● **Task objective**: Using the records below, reproduce exactly the lines from the one containing "Indicate the metal siding" through the end, and nothing more; skip the images.

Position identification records
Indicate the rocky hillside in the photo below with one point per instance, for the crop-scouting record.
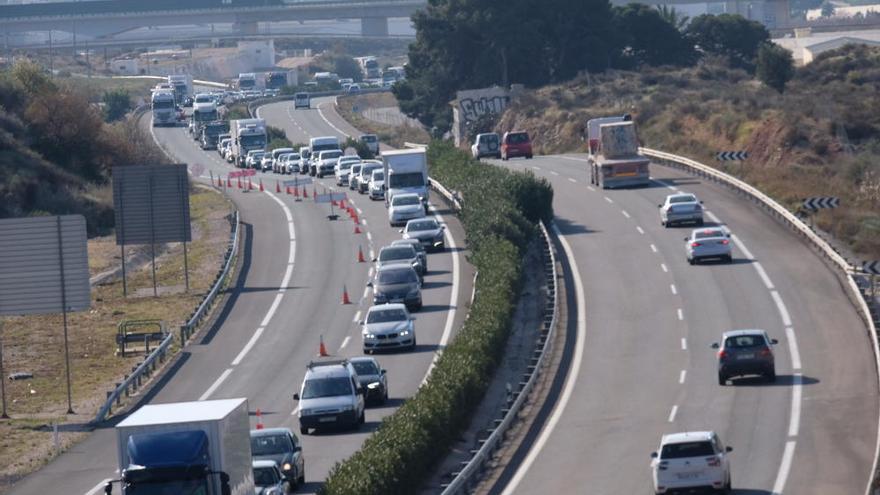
(821, 137)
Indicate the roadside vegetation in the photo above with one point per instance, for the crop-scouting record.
(500, 211)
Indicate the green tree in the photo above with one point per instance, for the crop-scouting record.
(116, 104)
(729, 35)
(651, 39)
(775, 66)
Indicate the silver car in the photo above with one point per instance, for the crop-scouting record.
(745, 352)
(708, 243)
(397, 283)
(397, 255)
(405, 207)
(388, 326)
(428, 231)
(681, 208)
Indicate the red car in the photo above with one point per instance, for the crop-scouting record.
(516, 143)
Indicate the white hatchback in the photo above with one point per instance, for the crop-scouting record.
(691, 460)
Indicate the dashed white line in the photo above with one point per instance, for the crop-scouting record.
(223, 376)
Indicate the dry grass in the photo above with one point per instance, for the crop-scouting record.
(391, 135)
(35, 343)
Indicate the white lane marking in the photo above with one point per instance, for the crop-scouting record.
(103, 482)
(784, 467)
(783, 311)
(223, 376)
(761, 273)
(272, 309)
(794, 422)
(573, 372)
(248, 346)
(793, 349)
(453, 298)
(340, 131)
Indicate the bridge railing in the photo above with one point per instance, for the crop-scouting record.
(846, 269)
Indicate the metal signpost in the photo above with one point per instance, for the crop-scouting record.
(151, 203)
(44, 269)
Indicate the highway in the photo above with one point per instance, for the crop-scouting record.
(642, 365)
(287, 294)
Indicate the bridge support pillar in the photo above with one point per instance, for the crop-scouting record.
(374, 26)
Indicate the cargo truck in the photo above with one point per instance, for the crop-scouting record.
(186, 448)
(614, 159)
(247, 135)
(406, 171)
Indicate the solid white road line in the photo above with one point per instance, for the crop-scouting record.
(248, 346)
(573, 372)
(223, 376)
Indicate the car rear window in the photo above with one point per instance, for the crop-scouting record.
(744, 341)
(687, 449)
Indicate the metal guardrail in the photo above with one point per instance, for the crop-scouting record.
(464, 480)
(141, 373)
(796, 224)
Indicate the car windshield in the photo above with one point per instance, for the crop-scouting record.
(397, 276)
(687, 449)
(742, 341)
(396, 253)
(421, 225)
(270, 444)
(364, 368)
(326, 387)
(401, 200)
(265, 476)
(385, 316)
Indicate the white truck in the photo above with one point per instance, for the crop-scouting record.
(614, 159)
(406, 171)
(164, 109)
(247, 135)
(186, 448)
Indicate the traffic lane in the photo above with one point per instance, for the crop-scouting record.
(628, 381)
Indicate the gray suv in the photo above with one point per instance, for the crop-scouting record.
(745, 352)
(397, 284)
(331, 395)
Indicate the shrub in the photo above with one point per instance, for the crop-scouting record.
(500, 208)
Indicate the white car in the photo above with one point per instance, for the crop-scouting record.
(681, 208)
(691, 460)
(405, 207)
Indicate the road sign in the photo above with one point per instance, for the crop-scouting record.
(818, 202)
(726, 156)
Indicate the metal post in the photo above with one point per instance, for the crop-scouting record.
(3, 415)
(64, 313)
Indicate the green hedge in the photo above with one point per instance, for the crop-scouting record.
(500, 210)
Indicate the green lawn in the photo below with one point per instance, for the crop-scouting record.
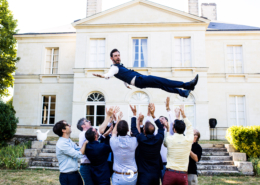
(44, 177)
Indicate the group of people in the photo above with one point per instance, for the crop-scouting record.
(143, 155)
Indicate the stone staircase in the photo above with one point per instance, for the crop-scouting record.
(46, 158)
(216, 160)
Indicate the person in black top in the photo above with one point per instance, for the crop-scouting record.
(195, 155)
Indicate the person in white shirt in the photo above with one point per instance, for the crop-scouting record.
(83, 125)
(142, 81)
(123, 147)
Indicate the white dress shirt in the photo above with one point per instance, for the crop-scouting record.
(82, 140)
(113, 71)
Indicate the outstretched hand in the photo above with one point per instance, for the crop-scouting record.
(133, 108)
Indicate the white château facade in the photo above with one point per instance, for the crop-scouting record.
(54, 80)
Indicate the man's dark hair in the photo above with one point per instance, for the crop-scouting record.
(149, 128)
(80, 123)
(90, 135)
(113, 51)
(57, 129)
(179, 126)
(122, 128)
(164, 117)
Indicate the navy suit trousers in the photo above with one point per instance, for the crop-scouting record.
(170, 86)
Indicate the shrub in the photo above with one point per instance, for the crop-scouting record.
(256, 165)
(8, 122)
(245, 139)
(9, 155)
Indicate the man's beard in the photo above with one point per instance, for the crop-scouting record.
(117, 61)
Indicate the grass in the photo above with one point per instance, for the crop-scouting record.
(44, 177)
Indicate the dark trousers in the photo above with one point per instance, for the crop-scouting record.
(70, 179)
(175, 178)
(86, 174)
(170, 86)
(148, 178)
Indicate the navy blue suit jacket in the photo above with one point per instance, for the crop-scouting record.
(98, 153)
(149, 158)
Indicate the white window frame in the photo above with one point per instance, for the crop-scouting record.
(95, 104)
(234, 58)
(52, 59)
(49, 110)
(236, 103)
(139, 52)
(182, 51)
(97, 53)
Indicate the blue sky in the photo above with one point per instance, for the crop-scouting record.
(36, 15)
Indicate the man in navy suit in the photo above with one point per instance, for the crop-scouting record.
(149, 161)
(98, 152)
(142, 81)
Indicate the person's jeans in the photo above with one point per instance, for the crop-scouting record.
(175, 178)
(163, 172)
(120, 179)
(86, 174)
(192, 179)
(70, 179)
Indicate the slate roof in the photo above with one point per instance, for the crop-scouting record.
(220, 26)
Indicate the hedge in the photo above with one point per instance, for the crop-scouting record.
(245, 139)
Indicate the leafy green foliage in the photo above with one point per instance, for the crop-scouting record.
(8, 51)
(256, 165)
(8, 123)
(245, 139)
(9, 155)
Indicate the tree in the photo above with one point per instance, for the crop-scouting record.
(8, 50)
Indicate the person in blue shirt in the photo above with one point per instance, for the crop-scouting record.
(131, 77)
(67, 153)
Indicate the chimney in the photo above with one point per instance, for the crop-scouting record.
(93, 7)
(194, 7)
(209, 10)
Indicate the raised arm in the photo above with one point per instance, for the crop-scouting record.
(189, 134)
(109, 113)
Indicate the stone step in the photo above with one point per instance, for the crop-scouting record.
(49, 150)
(45, 164)
(43, 167)
(216, 158)
(217, 167)
(47, 154)
(47, 159)
(214, 150)
(215, 154)
(50, 146)
(215, 163)
(216, 172)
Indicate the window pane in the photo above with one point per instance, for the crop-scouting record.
(91, 119)
(100, 109)
(90, 110)
(100, 120)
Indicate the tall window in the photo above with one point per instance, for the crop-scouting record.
(95, 109)
(235, 62)
(48, 109)
(182, 52)
(189, 107)
(52, 58)
(237, 110)
(141, 101)
(97, 53)
(140, 53)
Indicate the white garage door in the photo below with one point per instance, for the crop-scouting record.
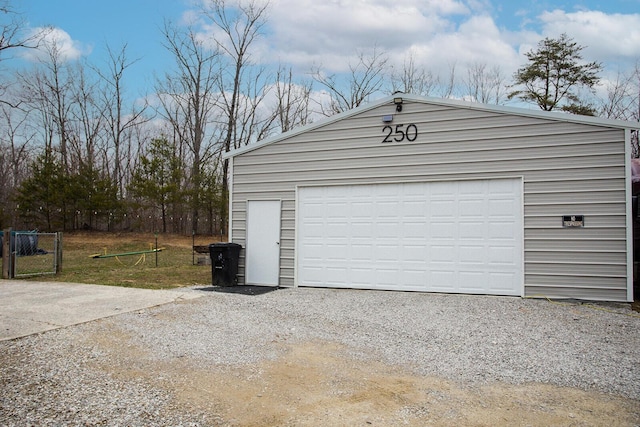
(457, 237)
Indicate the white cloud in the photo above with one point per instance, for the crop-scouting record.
(605, 36)
(331, 33)
(56, 40)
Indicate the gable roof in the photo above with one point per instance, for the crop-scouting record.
(515, 111)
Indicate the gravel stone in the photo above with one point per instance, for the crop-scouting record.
(50, 379)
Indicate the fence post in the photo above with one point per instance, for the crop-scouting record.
(7, 271)
(58, 252)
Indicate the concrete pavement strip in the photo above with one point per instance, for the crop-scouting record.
(28, 307)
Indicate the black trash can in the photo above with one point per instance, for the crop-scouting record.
(224, 263)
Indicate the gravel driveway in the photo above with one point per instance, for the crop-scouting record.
(333, 357)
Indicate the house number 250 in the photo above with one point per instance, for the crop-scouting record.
(399, 133)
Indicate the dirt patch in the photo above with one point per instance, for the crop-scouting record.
(320, 383)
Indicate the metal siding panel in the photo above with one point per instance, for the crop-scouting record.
(561, 163)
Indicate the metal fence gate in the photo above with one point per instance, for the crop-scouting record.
(33, 253)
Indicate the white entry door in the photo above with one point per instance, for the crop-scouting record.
(455, 237)
(262, 263)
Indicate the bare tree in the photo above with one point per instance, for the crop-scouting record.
(622, 102)
(15, 152)
(485, 85)
(292, 99)
(414, 80)
(12, 36)
(188, 98)
(240, 26)
(48, 90)
(623, 97)
(364, 79)
(119, 120)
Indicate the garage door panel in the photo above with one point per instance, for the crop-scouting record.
(461, 236)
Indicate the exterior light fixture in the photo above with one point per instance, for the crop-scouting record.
(398, 102)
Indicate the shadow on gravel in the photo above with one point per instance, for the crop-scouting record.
(241, 289)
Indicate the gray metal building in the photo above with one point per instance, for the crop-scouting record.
(434, 195)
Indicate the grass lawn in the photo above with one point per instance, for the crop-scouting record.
(175, 262)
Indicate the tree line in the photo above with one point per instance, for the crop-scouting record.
(78, 151)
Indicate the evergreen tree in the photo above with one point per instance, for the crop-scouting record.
(40, 198)
(156, 181)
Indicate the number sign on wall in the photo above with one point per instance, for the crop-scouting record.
(400, 133)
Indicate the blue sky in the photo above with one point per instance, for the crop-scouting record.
(303, 33)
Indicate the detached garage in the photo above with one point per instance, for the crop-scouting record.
(433, 195)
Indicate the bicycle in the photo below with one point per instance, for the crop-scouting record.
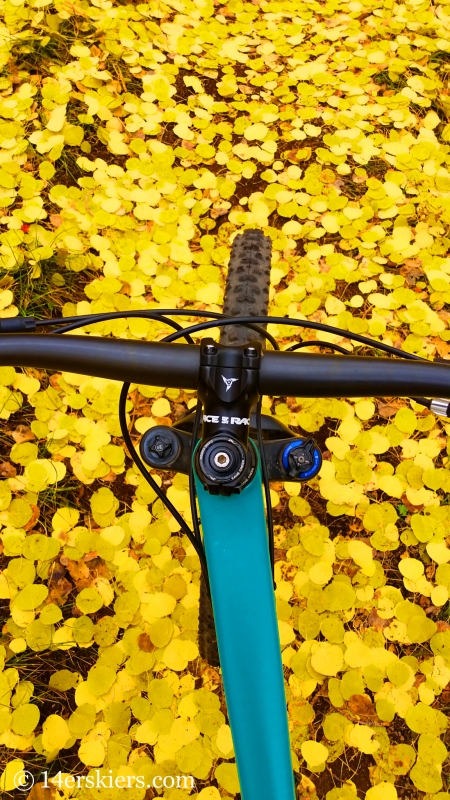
(238, 451)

● **Task answer**:
Indicate the metal siding panel in the photo above with one point per instance, for the crop-scouting record.
(561, 163)
Indicate the metal fence gate in the photo above with one point per instance, for the crop-scouting record.
(33, 253)
Indicate the white entry door in the photo above with one point per instance, for the crop-scouting record.
(455, 237)
(262, 263)
Indicate the bare tree in the photo above with one point per instance, for the crop-scouting record.
(622, 102)
(15, 152)
(485, 85)
(292, 99)
(414, 80)
(12, 36)
(188, 98)
(240, 26)
(48, 90)
(623, 97)
(364, 79)
(119, 120)
Indicate the garage door panel in the photo above with one point per instance, for the crop-scouting record.
(461, 236)
Indicate the exterior light fixture in the photo above with one point per instance, for the crop-scouting record.
(398, 102)
Indicate the shadow on gravel in the photo above with one point per instance, for the crop-scouting record.
(241, 289)
Indicate the gray metal building in the photo above with one point per instance, for the crop-scouting record.
(434, 195)
Indicate the grass lawn in the photo above with one point per instance, for the crop-scouting record.
(175, 262)
Indicate the tree line in the photo above with one point per instance, for the crop-scouting record.
(78, 151)
Indicate the evergreen tree in the photo above with one point per instance, for the crop-scouting record.
(40, 198)
(156, 181)
Indicate the number sign on wall in the photo above with one point per instance, for the crop-scouting record.
(400, 133)
Indicate the blue sky in the photo above with one point per instance, for the crop-scouting record.
(303, 33)
Indicate the detached garage in the photo above with one point per instance, for the crop-scouting record.
(433, 195)
Indicate the bicycle in the photo below with one point per instance, for the crop-scouting record.
(238, 451)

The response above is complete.